Data to examine.
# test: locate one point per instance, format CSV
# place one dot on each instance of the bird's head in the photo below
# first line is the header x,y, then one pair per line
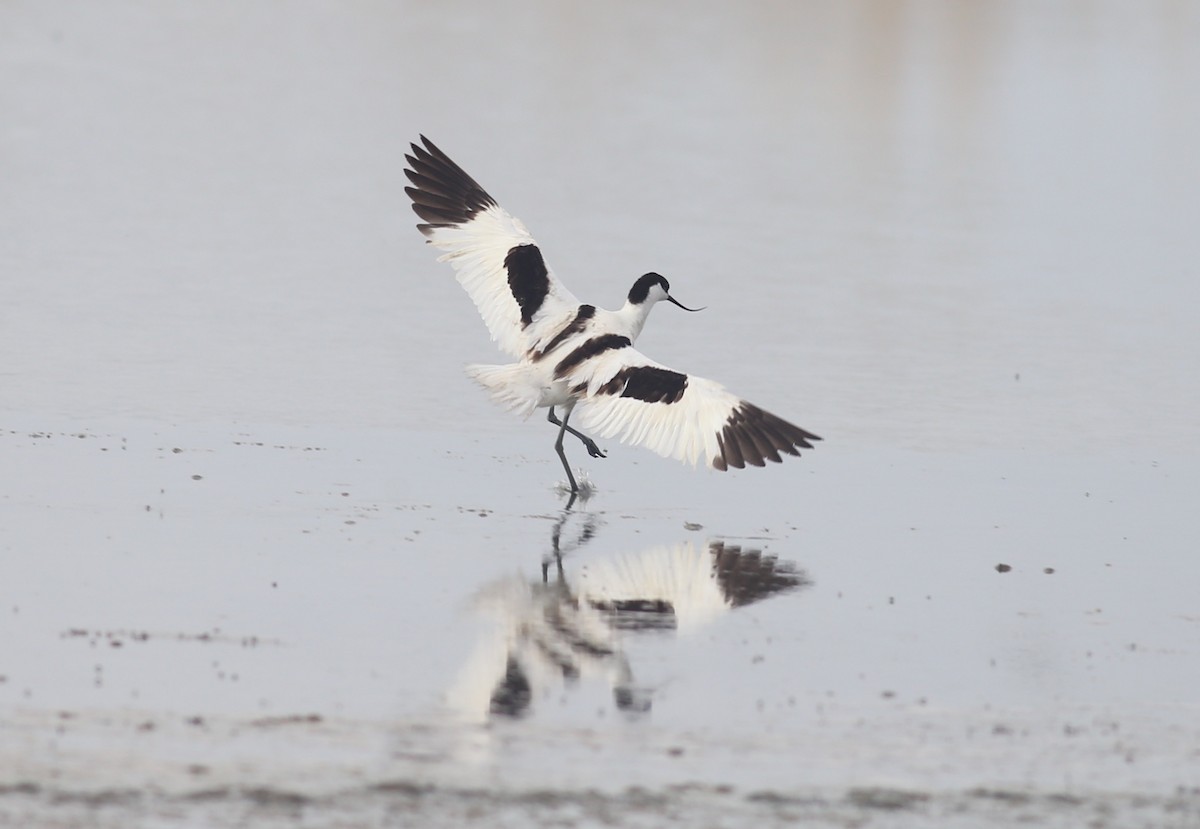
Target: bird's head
x,y
651,288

Task instructions. With the pictures removed, return the listing above in its exact original wording.

Answer for this exercise.
# test: locate one point per instance, format CSV
# place one dot on each instance of the bird's head in the photo below
# first line is the header x,y, then one pair per line
Target: bird's head
x,y
651,288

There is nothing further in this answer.